EXERCISE GOAL:
The answer must consist solely of the lines from the start of the records through the line containing "Target: tree bark", restated word for word, with no pictures.

DATA:

[Start of section]

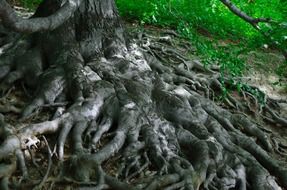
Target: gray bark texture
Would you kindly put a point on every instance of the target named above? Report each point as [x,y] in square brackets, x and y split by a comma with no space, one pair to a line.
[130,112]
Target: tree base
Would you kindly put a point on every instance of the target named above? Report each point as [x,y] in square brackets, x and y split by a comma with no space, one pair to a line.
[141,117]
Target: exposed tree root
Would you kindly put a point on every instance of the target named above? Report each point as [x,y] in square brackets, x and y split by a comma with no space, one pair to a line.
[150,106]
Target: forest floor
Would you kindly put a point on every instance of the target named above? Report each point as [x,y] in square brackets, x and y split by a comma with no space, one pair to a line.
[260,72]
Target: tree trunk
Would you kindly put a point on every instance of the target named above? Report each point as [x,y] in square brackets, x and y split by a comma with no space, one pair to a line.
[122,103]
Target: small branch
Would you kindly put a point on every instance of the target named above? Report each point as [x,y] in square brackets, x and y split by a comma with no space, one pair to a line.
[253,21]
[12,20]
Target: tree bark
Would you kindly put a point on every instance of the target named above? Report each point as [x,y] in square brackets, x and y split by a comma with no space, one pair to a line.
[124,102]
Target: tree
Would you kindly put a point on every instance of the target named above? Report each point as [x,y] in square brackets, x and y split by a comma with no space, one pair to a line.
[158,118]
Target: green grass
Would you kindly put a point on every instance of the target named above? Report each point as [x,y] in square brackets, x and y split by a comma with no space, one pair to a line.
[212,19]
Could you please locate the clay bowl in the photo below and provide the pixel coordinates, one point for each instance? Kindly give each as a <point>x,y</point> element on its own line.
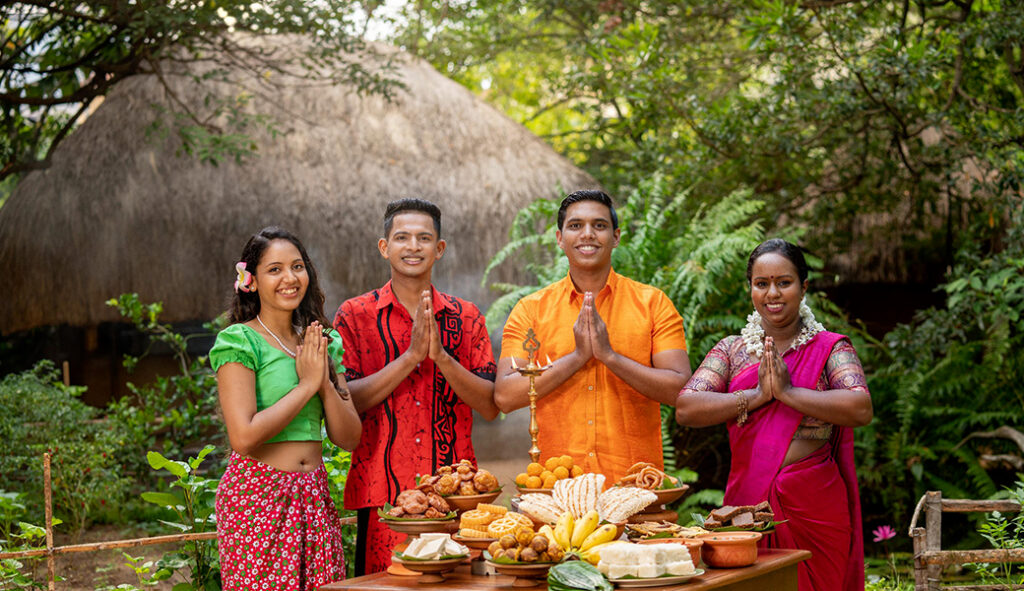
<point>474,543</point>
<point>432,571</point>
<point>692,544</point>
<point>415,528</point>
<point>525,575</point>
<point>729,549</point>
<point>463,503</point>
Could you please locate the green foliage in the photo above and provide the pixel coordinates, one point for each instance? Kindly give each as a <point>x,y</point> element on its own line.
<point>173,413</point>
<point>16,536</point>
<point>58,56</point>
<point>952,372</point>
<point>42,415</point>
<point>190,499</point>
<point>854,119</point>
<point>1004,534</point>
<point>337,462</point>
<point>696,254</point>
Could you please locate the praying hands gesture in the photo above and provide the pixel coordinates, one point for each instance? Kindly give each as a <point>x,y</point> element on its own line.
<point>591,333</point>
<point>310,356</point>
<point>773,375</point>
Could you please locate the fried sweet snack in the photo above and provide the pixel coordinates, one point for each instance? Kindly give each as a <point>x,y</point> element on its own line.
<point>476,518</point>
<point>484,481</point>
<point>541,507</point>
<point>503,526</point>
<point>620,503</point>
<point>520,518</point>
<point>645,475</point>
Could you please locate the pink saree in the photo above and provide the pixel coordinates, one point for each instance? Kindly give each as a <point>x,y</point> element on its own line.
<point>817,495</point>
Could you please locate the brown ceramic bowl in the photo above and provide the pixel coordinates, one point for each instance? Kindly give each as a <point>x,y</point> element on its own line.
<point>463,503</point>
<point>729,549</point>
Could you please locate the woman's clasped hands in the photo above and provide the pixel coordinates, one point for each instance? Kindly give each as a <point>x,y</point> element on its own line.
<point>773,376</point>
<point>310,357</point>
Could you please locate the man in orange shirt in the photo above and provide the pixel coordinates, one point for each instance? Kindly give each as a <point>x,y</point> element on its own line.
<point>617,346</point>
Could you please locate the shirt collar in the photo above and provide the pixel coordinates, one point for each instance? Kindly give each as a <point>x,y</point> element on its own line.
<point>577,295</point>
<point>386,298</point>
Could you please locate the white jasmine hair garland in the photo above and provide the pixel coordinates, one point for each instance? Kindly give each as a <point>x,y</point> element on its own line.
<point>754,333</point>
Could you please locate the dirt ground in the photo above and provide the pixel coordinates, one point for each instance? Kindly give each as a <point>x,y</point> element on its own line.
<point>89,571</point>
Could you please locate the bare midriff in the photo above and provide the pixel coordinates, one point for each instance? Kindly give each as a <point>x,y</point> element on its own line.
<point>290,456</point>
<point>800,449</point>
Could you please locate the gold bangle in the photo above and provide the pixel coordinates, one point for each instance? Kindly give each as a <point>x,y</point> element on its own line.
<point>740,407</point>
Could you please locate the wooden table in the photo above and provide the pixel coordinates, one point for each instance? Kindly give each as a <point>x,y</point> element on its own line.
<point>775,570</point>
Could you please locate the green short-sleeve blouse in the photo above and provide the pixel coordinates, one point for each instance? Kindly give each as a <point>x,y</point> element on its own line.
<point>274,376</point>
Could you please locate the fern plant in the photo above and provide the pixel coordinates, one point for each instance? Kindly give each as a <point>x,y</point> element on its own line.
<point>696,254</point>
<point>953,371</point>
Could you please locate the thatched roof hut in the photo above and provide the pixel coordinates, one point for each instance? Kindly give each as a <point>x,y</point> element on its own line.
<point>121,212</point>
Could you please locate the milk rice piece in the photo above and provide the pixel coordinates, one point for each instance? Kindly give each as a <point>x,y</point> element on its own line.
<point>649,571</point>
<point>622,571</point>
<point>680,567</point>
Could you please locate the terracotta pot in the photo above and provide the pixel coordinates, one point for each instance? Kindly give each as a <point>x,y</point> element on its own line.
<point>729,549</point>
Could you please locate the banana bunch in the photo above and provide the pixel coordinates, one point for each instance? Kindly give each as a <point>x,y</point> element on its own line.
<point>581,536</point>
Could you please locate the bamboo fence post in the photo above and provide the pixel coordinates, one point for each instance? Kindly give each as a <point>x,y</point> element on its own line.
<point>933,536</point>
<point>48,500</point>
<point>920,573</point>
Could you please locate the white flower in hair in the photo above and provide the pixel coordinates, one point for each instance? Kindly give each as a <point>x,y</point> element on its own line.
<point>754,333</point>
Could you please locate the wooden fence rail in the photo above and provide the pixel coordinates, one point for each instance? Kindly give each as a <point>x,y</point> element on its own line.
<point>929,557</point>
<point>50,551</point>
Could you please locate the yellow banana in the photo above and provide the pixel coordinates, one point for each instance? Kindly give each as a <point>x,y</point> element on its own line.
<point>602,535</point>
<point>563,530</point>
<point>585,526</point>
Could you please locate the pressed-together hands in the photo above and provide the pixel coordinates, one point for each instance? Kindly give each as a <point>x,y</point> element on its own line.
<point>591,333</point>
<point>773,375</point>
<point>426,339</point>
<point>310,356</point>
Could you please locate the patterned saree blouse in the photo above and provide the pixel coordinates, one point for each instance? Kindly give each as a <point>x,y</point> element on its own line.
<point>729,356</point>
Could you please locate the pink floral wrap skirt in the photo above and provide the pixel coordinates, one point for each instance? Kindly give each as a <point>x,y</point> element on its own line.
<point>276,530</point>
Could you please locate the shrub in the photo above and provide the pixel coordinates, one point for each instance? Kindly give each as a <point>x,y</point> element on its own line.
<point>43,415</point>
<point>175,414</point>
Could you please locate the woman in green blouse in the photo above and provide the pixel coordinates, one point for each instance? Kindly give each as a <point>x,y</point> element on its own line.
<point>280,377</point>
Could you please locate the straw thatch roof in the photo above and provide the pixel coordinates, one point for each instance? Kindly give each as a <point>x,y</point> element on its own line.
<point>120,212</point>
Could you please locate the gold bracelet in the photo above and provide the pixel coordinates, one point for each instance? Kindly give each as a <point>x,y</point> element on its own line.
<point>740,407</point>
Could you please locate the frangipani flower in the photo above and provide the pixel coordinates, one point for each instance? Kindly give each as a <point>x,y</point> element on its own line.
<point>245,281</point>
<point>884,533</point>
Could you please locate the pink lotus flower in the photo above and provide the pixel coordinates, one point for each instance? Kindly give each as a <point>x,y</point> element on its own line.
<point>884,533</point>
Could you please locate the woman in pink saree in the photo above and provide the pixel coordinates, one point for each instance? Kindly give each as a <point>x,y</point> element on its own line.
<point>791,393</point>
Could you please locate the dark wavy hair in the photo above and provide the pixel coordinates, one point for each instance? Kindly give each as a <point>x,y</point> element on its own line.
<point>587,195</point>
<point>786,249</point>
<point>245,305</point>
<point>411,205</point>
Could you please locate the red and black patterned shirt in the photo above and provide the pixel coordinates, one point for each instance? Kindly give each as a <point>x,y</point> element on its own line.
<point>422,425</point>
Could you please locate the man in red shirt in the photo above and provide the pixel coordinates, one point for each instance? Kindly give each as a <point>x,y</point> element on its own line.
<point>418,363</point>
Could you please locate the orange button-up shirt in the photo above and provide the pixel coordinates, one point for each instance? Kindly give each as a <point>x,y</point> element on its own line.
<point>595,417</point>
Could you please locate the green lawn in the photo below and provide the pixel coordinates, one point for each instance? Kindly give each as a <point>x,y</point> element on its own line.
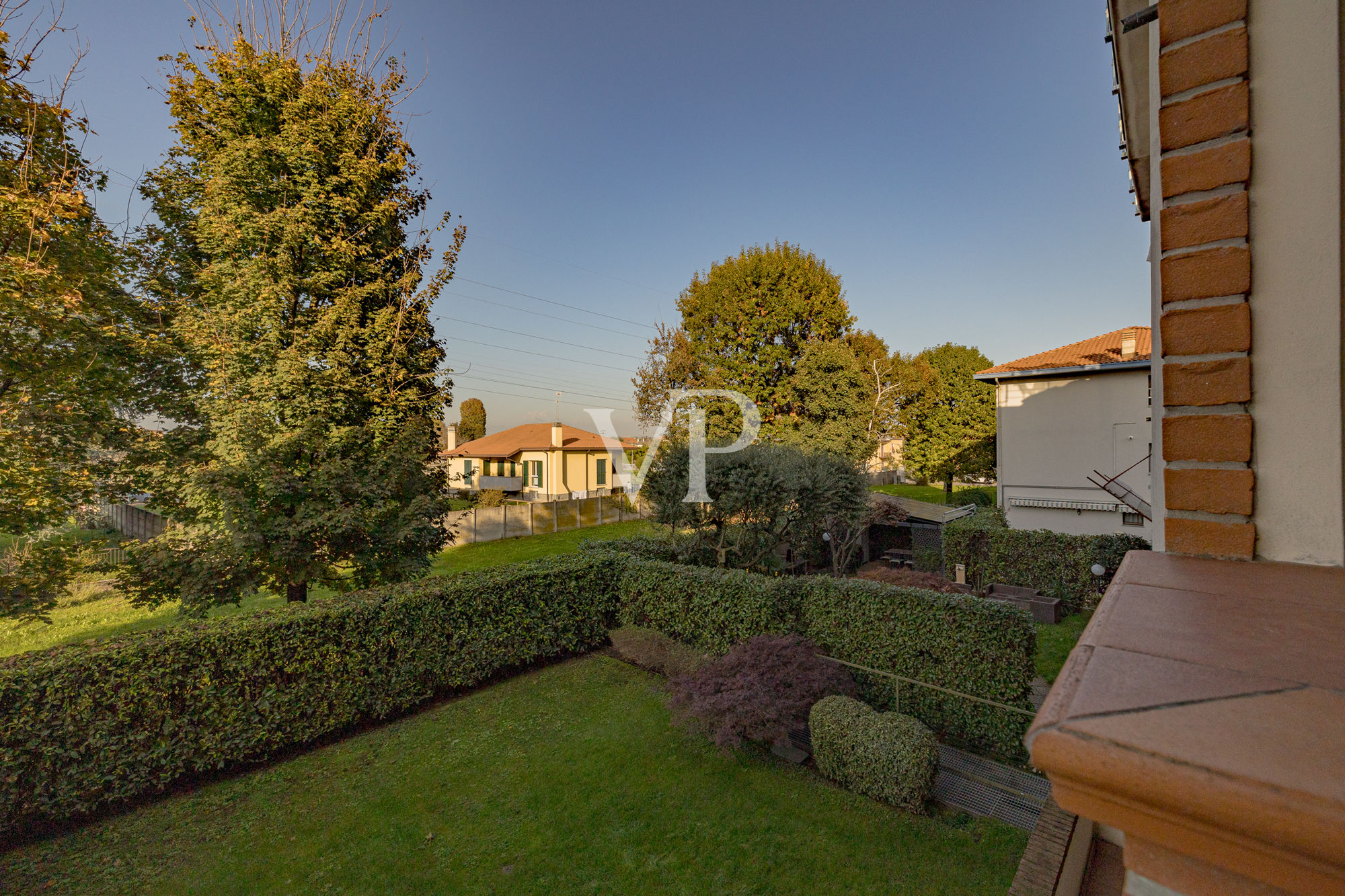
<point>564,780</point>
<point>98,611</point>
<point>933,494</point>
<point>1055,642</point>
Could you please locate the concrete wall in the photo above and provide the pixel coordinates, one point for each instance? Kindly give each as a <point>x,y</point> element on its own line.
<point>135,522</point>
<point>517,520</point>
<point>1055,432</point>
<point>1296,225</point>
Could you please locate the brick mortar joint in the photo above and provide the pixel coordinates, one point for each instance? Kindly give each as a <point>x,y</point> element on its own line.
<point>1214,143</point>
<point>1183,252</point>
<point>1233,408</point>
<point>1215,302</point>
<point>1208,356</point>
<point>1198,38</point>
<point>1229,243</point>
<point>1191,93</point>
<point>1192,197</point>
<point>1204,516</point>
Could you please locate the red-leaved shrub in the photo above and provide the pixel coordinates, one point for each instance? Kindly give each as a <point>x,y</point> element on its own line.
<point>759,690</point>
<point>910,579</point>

[End of section]

EXERCISE OUTPUT:
Target: gray bark texture
Would you kindly put a point on every instance of the target named above? Report each point as [x,y] in square brackets, x and y split by a comma with no space, one pair to a line.
[130,112]
Target: tree base
Would you kindly put a point on every instance of the target named above? Report each point as [x,y] in square brackets, x and y split by a comma with no space, one pair to a line.
[141,117]
Target: exposed tree root
Would you kindly put a point on every instance of the target named above? Report each point as [x,y] in square brackets, x and y split by a comma with no space, one pair to a line.
[150,106]
Target: forest floor
Would you kindly put a point on every instance of the target named above? Report each point as [x,y] in square brackets, x and y split by a comma with no space, one pair to a line.
[260,72]
Target: tree trunk
Would you kindly put a point on every instance of the target named above? Report each point as [x,y] in square brackets, x and y split by a comma with no space, one pair to a line.
[122,103]
Target: small branch
Would you kindly put a point on every instance of the target named above? Report each point as [x,y] in square brackets, x and y split by a comma with no space, one pair to a line.
[253,21]
[12,20]
Target: tree bark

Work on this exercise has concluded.